Много плодотворнее оказалась работа в другом государственном хранилище: архиве КГБ (буду называть по-старому это учреждение, которое столь часто в последние годы меняет свое название). Благодаря помощи Анастасии Ивановны Цветаевой, Софьи Николаевны Клепининой-Львовой и Александра Эммануиловича Литауэра появилась возможность познакомиться со следственными делами не только мужа и дочери Цветаевой, но и людей, в окружении которых Марина Ивановна оказалась сразу после возвращения на родину.
То обстоятельство, что мне удалось прочесть не одно-два, а несколько «дел», серьезно облегчило их изучение. Их сравнение и сопоставление, повторяющиеся конкретные детали и особенно очные ставки, где стенографистка (а не следователь!) записывает неотредактированные реакции и реплики; множество неожиданных сведений (в особенности на первых допросах, когда от подследственного, как правило, требуют рассказа о себе самом), — оказались источником, крайне ценным для задач биографа.
Эти толстые тома переплетенных протоколов и других материалов, связанных уже с судом и реабилитацией… Открывать их было страшно.
Слишком недавно все это происходило. Все-таки это не девятнадцатый век. Поискать — так и тех следователей еще, пожалуй, найти можно, и методы, коими велось в те годы дознание, не так давно ушли в небытие. Эти светло-коричневые тома, похожие один на другой, эти пожелтевшие страницы (внизу каждой — чернильная подпись допрашиваемого, — и как же отличаются они одна от другой!)… Открываешь — и кровь проступает сквозь отпечатанные на машинке слова.
Кажется, это звучит почти надрывно. В самом деле, бесстрастия, столь ценимого обычно у исследователя, мне действительно не достает. Но повторяю любимый девиз Цветаевой: «Laissez dire!» — пусть говорят, что угодно. Не ради хвалы или хулы я бралась за перо.
Однако другой вопрос может задать мне непредубежденный читатель: насколько необходимо нам знать все это для восстановления последних лет жизни великого поэта? Не слишком ли увлекся автор историей арестов и допросов? Оправдан ли его интерес к фигурам каких-то оперуполномоченных? Не слишком ли сгущена атмосфера всеобщего страха, заставлявшая, к примеру, маленьких чиновников далекой Елабуги отказывать в просьбе, едва бросив взгляд на цветаевский паспорт?
Нет, автор не увлекся модной темой. Эта модность, если хотите, как раз смущала, да и сейчас еще явственно мне мешает.
Однако на другой чаше весов — долг. Как я его понимаю. Долг перед судьбой поэта, которого я люблю, человека и женщины, которой я восхищаюсь. И этот долг заставляет все неудобные ощущения решительно отвести в некий подстрочник.

▶ СПИСОК ЗАДАНИЙ:
• a. Перепишите без изменений часть отрывка о работе в архиве КГБ: она начинается словами «Эти толстые тома» и заканчивается словами «бралась за перо.».
• b. Продолжите текст о работе в архиве КГБ над биографией Цветаевой сразу после его последней фразы.

[Данные, извлечённые из собрания]
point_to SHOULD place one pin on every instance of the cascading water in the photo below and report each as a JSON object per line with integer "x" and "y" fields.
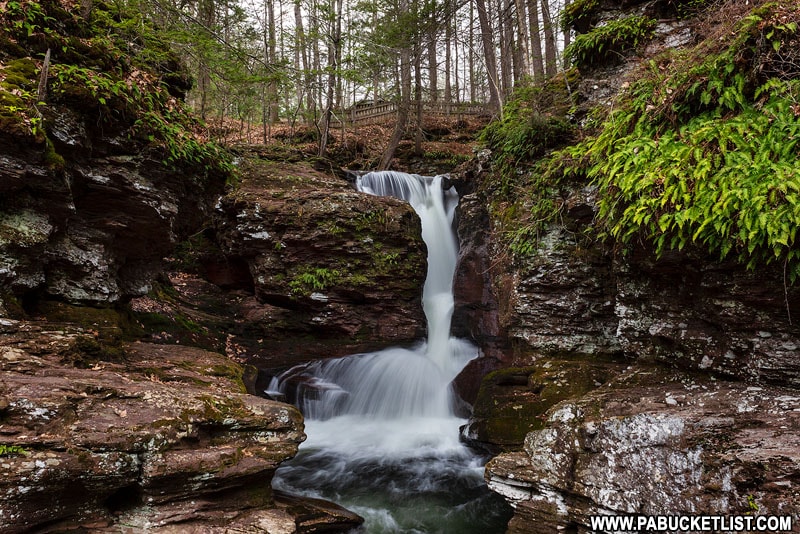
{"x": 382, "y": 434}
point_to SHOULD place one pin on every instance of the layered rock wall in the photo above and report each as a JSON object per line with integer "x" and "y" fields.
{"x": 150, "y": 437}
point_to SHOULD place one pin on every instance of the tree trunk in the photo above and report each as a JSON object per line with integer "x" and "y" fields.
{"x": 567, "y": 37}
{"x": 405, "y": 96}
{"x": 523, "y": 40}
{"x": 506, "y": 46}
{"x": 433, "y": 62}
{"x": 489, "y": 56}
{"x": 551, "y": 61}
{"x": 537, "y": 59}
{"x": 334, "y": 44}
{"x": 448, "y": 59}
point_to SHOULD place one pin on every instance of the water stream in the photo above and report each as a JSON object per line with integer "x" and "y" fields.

▶ ОТВЕТЫ:
• a.
Эти толстые тома переплетенных протоколов и других материалов, связанных уже с судом и реабилитацией… Открывать их было страшно.
Слишком недавно все это происходило. Все-таки это не девятнадцатый век. Поискать — так и тех следователей еще, пожалуй, найти можно, и методы, коими велось в те годы дознание, не так давно ушли в небытие. Эти светло-коричневые тома, похожие один на другой, эти пожелтевшие страницы (внизу каждой — чернильная подпись допрашиваемого, — и как же отличаются они одна от другой!)… Открываешь — и кровь проступает сквозь отпечатанные на машинке слова.
Кажется, это звучит почти надрывно. В самом деле, бесстрастия, столь ценимого обычно у исследователя, мне действительно не достает. Но повторяю любимый девиз Цветаевой: «Laissez dire!» — пусть говорят, что угодно. Не ради хвалы или хулы я бралась за перо.

• b.
Ибо, вернувшись на родину, Марина Цветаева разделила судьбу многих замечательных своих современников. Липкие сети Лубянки стреножили ее с первых же шагов по родной земле. Игнорировать их, когда появилась, наконец, возможность узнать правду, — чего же ради?…
Судьба Цветаевой впитала все трагедийное напряжение нашей эпохи с тем большей силой, что то была судьба поэта. То есть человека, которого стихии (природы и времени) сотрясают сильнее, чем кого бы то ни было.
Как самое высокое дерево притягивает к себе в грозу удары молнии — с той же закономерностью погибла в лихую годину своей страны Марина Цветаева.
БОЛШЕВО
Теплоход «Мария Ульянова», на борт которого 12 июня 1939 года во французском порту Гавр поднялась Марина Цветаева с сыном, прибыл в Ленинград 18 июня.
Теплоход шел спецрейсом. Он привез из Испании очередную партию испанских беженцев — детей и взрослых, а также группу русских, покидавших чужие края.
Найти знакомый дом в Саперном переулке было для Цветаевой несложно: она бывала здесь не раз — в той, уже неповторимо давней жизни.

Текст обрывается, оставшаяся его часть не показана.